* Data shown:
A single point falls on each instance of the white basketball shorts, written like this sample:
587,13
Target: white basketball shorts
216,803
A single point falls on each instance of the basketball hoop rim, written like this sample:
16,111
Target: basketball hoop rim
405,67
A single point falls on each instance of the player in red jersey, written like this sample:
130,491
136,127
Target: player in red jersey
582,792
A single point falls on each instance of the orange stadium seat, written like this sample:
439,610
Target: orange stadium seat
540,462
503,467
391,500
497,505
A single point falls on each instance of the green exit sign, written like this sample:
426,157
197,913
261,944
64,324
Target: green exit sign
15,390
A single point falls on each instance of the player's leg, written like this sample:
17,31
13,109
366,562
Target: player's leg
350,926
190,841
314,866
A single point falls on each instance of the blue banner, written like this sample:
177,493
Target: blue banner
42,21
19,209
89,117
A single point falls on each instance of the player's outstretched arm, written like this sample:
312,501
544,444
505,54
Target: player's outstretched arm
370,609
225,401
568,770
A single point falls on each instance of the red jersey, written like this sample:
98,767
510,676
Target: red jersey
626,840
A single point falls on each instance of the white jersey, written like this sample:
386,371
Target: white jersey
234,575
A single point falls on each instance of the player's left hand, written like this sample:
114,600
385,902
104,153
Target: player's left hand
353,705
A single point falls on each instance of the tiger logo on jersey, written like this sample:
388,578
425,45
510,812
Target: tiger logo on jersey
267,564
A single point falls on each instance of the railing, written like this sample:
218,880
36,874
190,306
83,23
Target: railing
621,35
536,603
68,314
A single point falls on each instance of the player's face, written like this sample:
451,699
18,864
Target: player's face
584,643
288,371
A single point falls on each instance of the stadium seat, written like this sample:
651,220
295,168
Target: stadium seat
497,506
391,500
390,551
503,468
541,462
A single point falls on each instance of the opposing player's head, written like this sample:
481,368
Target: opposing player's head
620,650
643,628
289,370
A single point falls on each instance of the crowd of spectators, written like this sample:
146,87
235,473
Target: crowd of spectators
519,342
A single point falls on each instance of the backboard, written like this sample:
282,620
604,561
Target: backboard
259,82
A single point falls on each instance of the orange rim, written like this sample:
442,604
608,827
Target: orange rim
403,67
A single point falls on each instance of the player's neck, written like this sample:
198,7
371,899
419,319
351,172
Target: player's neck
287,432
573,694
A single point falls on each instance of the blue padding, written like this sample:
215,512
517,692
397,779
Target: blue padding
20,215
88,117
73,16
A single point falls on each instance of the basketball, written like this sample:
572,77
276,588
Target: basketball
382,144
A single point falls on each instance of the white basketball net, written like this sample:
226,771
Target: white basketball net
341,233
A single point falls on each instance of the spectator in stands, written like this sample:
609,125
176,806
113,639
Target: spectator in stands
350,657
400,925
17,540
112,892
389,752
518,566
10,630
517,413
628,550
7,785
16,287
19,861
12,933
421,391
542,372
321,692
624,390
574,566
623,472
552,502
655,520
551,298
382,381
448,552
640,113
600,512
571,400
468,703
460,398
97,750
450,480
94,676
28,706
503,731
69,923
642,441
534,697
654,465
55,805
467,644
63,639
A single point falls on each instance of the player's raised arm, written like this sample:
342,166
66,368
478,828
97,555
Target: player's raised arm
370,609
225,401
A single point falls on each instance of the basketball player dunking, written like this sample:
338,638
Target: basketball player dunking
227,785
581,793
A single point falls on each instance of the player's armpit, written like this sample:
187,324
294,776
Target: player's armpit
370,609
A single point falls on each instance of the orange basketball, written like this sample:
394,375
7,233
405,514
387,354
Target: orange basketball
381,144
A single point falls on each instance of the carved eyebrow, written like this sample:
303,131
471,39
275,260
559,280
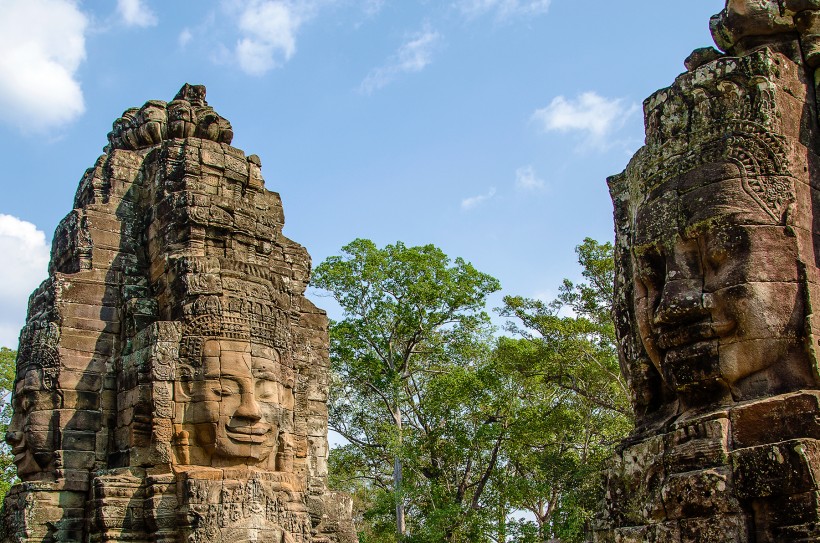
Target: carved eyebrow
264,373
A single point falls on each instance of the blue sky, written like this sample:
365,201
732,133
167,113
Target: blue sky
486,127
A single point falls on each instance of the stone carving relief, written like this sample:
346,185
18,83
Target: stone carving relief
717,276
172,377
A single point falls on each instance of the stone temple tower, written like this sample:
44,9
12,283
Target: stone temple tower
717,291
172,377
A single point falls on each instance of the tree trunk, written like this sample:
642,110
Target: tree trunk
397,477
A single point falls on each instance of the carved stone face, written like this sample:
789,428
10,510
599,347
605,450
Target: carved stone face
29,434
235,407
718,299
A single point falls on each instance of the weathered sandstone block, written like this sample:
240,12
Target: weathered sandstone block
718,276
172,377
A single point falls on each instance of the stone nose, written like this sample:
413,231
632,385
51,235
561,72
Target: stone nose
249,407
681,302
13,437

* Exercise: Restate the entire listing word for word, excluding pictures.

* Exercise result:
A single point falls on each instance of the white basketball shorts, written like this sample:
587,13
Target: white basketball shorts
216,803
A single point falls on each instance of the basketball hoop rim, written like this sample:
16,111
Target: basketball hoop rim
405,67
A single point falls on each instance of the player in red jersey, written like this sample:
130,491
136,127
Target: player in red jersey
582,792
A single point falls on each instance of the orange stadium seat, written like this sample:
439,610
Target: orange stadium seat
540,462
503,467
391,500
497,505
A single point falls on each instance of the green exit sign, written like this sample:
426,157
197,913
261,944
64,324
Target: green exit sign
15,390
A single point falls on each instance of the player's leg, written like this sample:
17,31
13,109
366,562
Target: player's leg
350,926
190,841
314,866
A single point falls on each instance of the blue banner, written like this sample:
177,493
Target: blue banner
42,21
19,209
89,117
A single point falls on each instance of the player's outstretched arm, written like this sample:
312,501
544,444
505,54
Target: player's outstretched arm
370,609
225,401
568,770
A single point falls on each instance of the red jersey, written like this sample:
98,767
510,676
Target: red jersey
626,840
A single point falls on each instance of the white jersey, written like this sample:
386,371
Target: white jersey
234,575
A single point falls on each instance of the player's left hand, written like this sample:
114,600
385,902
104,153
Target: player's left hand
353,705
A single point falls on each instance of the tiger logo on jersey, written like this sample:
388,578
425,45
510,812
Target: tiger logo on jersey
267,564
A single point falls on each instance of the railing, written like this sample:
218,880
36,874
190,306
83,23
Target: railing
621,35
536,603
68,314
A single point falls on each instance of the player's face, written like this sample:
451,699
18,864
Target: player's face
584,643
288,371
A single point falls on each instance of the stadium seat, written like this sample:
651,220
295,168
Target: stadium seat
497,506
391,500
390,551
503,468
541,462
A single point falls on each instance of the opposing player's head, written like this sample:
481,368
Target: opposing player's head
620,650
643,628
289,370
A single point falls on each instance of the crowd of spectators, written like this sample:
146,87
235,473
Target: crowd of spectators
519,342
A single point falls on each instance of the backboard, written like this sample:
282,620
604,561
Target: backboard
259,82
A single point falls on each instance of the orange rim, written like this sample:
442,604
608,827
Target: orange rim
403,67
A single point falls on each instance of the player's neck, written like this sample:
198,7
371,899
419,319
351,172
Target: player's neck
287,432
573,694
A single point falls on each instance of the blue padding, written like this sample:
215,512
517,692
397,779
Target: blue padding
20,215
88,117
73,16
A single point falls on each instance of the basketball, written like this sample:
572,77
276,588
Target: basketball
382,144
A single point falls on each instance of the white basketball net, written like this sample:
226,771
Target: white basketball net
341,233
A single point falls on each instance of the spectator in stands, written like this sample:
609,125
176,806
113,639
Target: spectator in stands
350,657
400,925
17,540
112,892
389,752
518,566
10,630
517,413
628,550
7,785
16,287
19,861
12,933
421,391
542,372
321,692
624,390
574,566
623,472
552,502
655,520
551,298
382,381
448,552
640,113
600,512
571,400
468,703
460,398
97,750
450,480
94,676
28,706
503,731
69,923
642,441
534,697
654,465
55,805
467,644
63,639
A single point falls on each instance of the player's raised arm, written like this sample:
342,166
66,368
478,828
97,555
Target: player's raised arm
370,609
225,401
A single point falls on each instance of the basketball player dunking, written like this sample:
338,638
Target: basketball player dunking
227,785
581,793
A single point falls on each instance of the player's armpit, written like this sample:
187,324
294,776
Target: player's armpit
370,609
A single point falls on each instance of the orange basketball, written like this sample:
394,375
7,233
405,514
387,354
Target: orange basketball
381,144
A single point falls on each instance of the carved eyebrow, written like this sample:
303,131
471,39
275,260
559,280
Target: carved eyebrow
264,373
A single point falls on each instance of the blue sky, written like this sample:
365,201
732,133
167,113
Target: blue sky
486,127
A single point falls on each instance of the stone carving relief, written like this sample:
346,185
18,83
Target: stone carving relief
717,276
172,377
A single point falls on each instance of the stone temple tower, written like this sample:
44,9
12,283
Target: stone temple tower
717,291
172,377
A single point falls on each instance of the tree trunk, written like this sample:
642,110
Target: tree trunk
397,477
A single point falls on each instance of the carved stone face, written like this sample:
789,428
10,510
599,347
605,450
Target: carved stone face
29,434
235,407
718,299
A single point falls on each instance of the weathered sandstone block, written like this sample:
240,12
Target: weathered sandstone block
718,276
172,377
A single point falls on each instance of the stone nose, written like this sample:
413,231
632,385
51,235
561,72
Target: stone nose
249,407
681,302
13,437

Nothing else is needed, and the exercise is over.